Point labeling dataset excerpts
--------------------------------

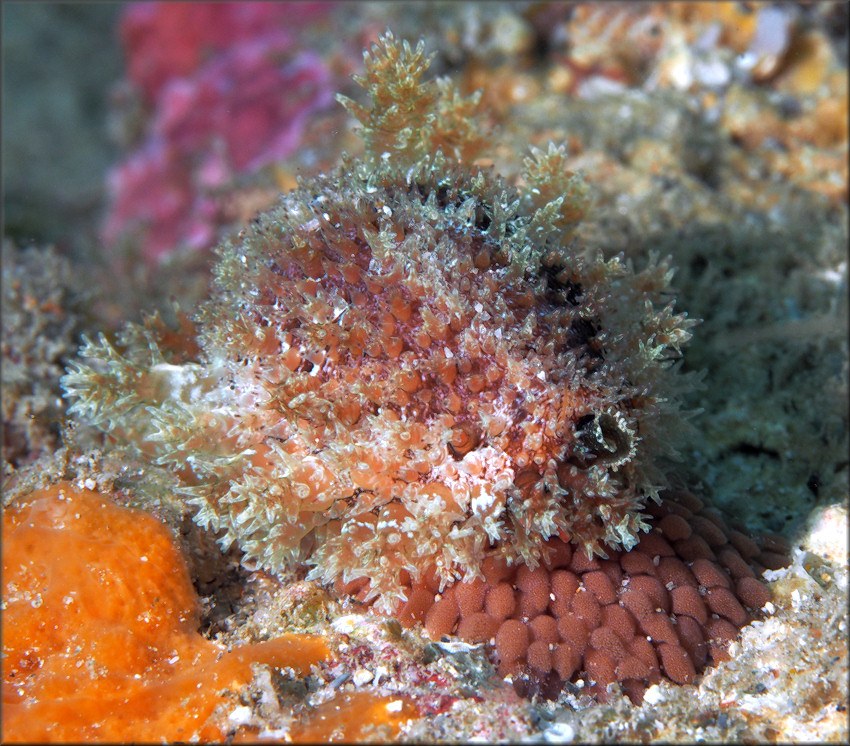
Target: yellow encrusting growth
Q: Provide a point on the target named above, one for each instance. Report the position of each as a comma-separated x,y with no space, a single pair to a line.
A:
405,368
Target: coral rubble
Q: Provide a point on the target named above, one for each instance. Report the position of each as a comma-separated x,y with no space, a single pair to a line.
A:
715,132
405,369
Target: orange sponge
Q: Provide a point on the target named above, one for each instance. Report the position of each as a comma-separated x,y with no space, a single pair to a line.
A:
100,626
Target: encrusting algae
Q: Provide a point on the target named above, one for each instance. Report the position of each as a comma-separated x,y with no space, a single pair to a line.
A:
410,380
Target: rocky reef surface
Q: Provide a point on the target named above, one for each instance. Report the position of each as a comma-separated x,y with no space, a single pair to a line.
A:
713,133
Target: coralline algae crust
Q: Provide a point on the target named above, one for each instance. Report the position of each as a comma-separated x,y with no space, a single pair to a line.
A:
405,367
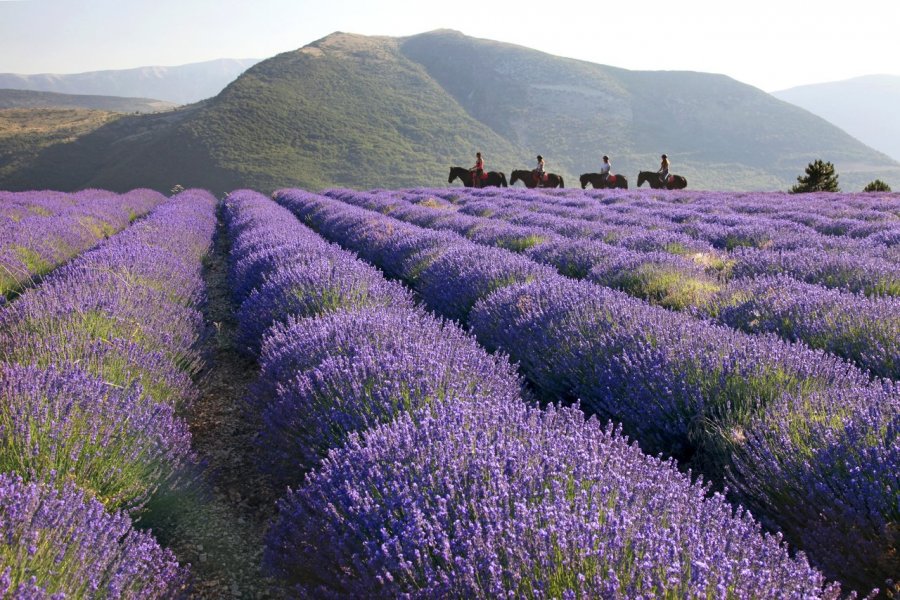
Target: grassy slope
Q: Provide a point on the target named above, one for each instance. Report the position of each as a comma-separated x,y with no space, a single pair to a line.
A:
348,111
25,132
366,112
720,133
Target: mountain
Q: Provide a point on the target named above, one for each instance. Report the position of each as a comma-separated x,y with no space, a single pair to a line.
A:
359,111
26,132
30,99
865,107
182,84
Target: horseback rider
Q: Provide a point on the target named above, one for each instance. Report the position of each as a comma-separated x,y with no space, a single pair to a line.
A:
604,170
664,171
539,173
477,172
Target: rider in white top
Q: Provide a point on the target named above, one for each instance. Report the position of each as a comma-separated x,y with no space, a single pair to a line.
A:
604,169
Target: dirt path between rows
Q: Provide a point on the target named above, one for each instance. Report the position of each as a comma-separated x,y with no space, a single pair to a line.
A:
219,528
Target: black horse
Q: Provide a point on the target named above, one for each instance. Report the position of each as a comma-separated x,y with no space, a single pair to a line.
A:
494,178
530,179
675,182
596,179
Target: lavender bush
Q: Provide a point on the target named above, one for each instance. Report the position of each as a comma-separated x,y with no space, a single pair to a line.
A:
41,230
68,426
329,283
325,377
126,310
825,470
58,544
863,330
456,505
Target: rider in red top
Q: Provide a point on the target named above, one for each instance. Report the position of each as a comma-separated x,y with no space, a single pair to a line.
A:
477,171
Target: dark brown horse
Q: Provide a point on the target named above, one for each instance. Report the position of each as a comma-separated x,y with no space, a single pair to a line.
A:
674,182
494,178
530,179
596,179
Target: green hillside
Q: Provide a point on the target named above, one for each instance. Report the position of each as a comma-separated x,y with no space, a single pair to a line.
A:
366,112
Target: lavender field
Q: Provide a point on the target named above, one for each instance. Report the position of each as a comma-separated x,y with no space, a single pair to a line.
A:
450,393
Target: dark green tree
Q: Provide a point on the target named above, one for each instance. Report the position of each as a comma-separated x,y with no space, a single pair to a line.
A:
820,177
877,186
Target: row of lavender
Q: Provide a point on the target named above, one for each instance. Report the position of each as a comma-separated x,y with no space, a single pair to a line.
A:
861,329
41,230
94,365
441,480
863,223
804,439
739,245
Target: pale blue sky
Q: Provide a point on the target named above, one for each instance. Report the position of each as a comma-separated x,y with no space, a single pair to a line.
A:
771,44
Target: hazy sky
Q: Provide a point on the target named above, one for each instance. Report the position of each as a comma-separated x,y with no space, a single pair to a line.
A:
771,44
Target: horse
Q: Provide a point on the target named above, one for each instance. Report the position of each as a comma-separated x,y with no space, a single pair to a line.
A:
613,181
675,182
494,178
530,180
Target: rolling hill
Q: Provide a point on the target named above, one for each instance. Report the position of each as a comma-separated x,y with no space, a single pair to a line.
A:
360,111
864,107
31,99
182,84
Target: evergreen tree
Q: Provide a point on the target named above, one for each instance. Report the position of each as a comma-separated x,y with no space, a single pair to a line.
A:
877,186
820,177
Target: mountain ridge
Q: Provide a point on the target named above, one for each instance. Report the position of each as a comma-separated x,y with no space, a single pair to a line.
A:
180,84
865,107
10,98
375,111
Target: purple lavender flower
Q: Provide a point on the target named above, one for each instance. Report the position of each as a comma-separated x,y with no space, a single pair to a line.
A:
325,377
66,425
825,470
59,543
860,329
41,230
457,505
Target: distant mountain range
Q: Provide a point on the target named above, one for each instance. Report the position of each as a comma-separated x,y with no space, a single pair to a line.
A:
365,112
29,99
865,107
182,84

--------------------------------

Problem details » Give the material again exactly as it is, but keep the pictures out.

Result »
Target: yellow encrusting growth
Q: Provide a point on the target named above, one for each instance. Report the position of each as a comma-separated x,y with no space, a single pair to a line.
A:
405,368
Target: coral rubble
Q: Provide a point on the target named above, one for each instance. Report the position of each as a comma-separated x,y with no space, a single pair to a line.
A:
715,132
405,369
Target: orange sponge
Q: Provide a point on the target named above, one for each instance. Report the position of each as a comma-separated x,y with no space, a single pair to a line.
A:
100,626
Target: encrusting algae
Q: Provide a point on the target named above, one for each instance. Report the position of each as a comma-separated x,y with no space, a single pair to a line.
A:
410,380
Target: rocky reef surface
Q: Provide a point on the target named above, one for each instance. Report the position of each as a comma-separated x,y with no space, a single pair to a line.
A:
713,133
Target: coralline algae crust
Q: Provide a point on the target named above, one for each instance. Report the position of each as a comma-separated x,y with no space, a single pair to a line.
A:
405,367
Target: grassy slope
Q: Provide a point on the target named above, one for each instance. Report the position of each as a comma-separated x,y with no space, a single pair to a line.
A:
348,111
25,132
366,112
720,133
Target: mountain
Q: Provide a point on the target named above, one for each instance. Report the position of each as a comma-separated x,y with no space, a single pair to a line.
A:
359,111
26,132
30,99
865,107
182,84
Target: horseback rider
Q: Provide a point on the target named above, one for each instance. Report the position of each as a comma-separated x,y with no space, a single pair to a line.
A:
604,170
664,171
539,173
477,172
Target: rider in white top
Q: Provide a point on the target named above, one for each instance. Report the position of each as a comma-separated x,y with no space, a single pair to a line.
A:
604,169
Target: dirt path between rows
Q: Provide a point on the target named above, one for each instance. Report the position of each as a comma-separated x,y with no space, a single pair to a line.
A:
219,528
Target: black horse
Q: Provide a point on the target named above, one for each instance. Report the position of each as a comma-separated x,y with no space, a single pair to a line.
A:
494,178
530,179
675,182
596,179
Target: lavender bush
Q: Provide a point on the target named above, one for each instance. Report the position of each as a comma-separated x,y with no space, a single pair to a line.
A:
41,230
68,426
329,283
325,377
126,310
825,470
58,544
863,330
456,505
Target: rider in red top
Q: Provide a point on the target named above, one for each instance. Report the position of each as a comma-separated x,y with no space, a single pair to a line.
A:
477,171
Target: dark brown horse
Q: Provide a point on the target named above, one for each instance. Report the position of each as a comma-separated x,y with no space, a single pair to a line.
A:
674,182
494,178
530,179
596,179
Target: green hillside
Q: Provide a point on the target named above, one for each instance. Report the position of each as a comma-separated x,y with no space, a single pair to a line.
A:
366,112
Target: lavender field
Q: Provide a point on the target named above, one for each instance. Report the position of each as a comma-separated x,y with no space, a single pair to a line.
A:
450,393
Target: dark green tree
Q: Provide a point on the target named above, one for each instance. Report the position of each as a comma-separated x,y with no space, a single pair to a line.
A:
820,177
877,186
Target: row of lavender
Q: Provide a point on the target named above, one for each instance. Report the position of each as a comma-separated x,y with no space, a single pair to a line.
A:
861,329
41,230
94,365
441,480
863,223
804,439
739,245
Target: pale blue sky
Q: Provide a point on the target named above, one for each instance. Report the position of each as a comma-separated x,y with no space, a single pair to a line.
A:
771,44
Target: hazy sky
Q: Provide a point on the target named above, one for each instance. Report the position of each as a comma-separated x,y with no space, a single pair to a line.
A:
771,44
Target: horse
Q: Provide a point on the target named above, one for each instance. Report the position of each as a comma-separated x,y with no space, a single pair to a line.
A:
613,181
675,182
494,178
530,180
Target: rolling hill
Q: Provide a point on the target named above, one for each instance. Report the position of each as a comma-separated x,y with no space, a single pair to a line.
A:
360,111
864,107
31,99
182,84
Target: evergreen tree
Q: Provide a point on the target named above, one for each instance. Report the position of each as a comma-separated x,y with no space, a single pair to a line.
A:
877,186
820,177
Target: mountain ridge
Q: Provide a point on the target named above, one for each instance. Report the position of each as a comma-separated x,y with no space, a single pair to a line.
A:
180,84
865,107
10,98
375,111
Target: purple lavender flower
Q: Provide a point on the target named above, one for each instance. Report the position of each as a comma-separated x,y with no space, a single pair to a line.
A:
325,377
66,425
825,470
59,543
860,329
41,230
457,505
Target: distant mountain range
Q: Provide a point on the target named above, one for each instance. Report the position of each as a comma-separated x,y with no space, a single pair to a line.
A:
365,112
29,99
865,107
182,84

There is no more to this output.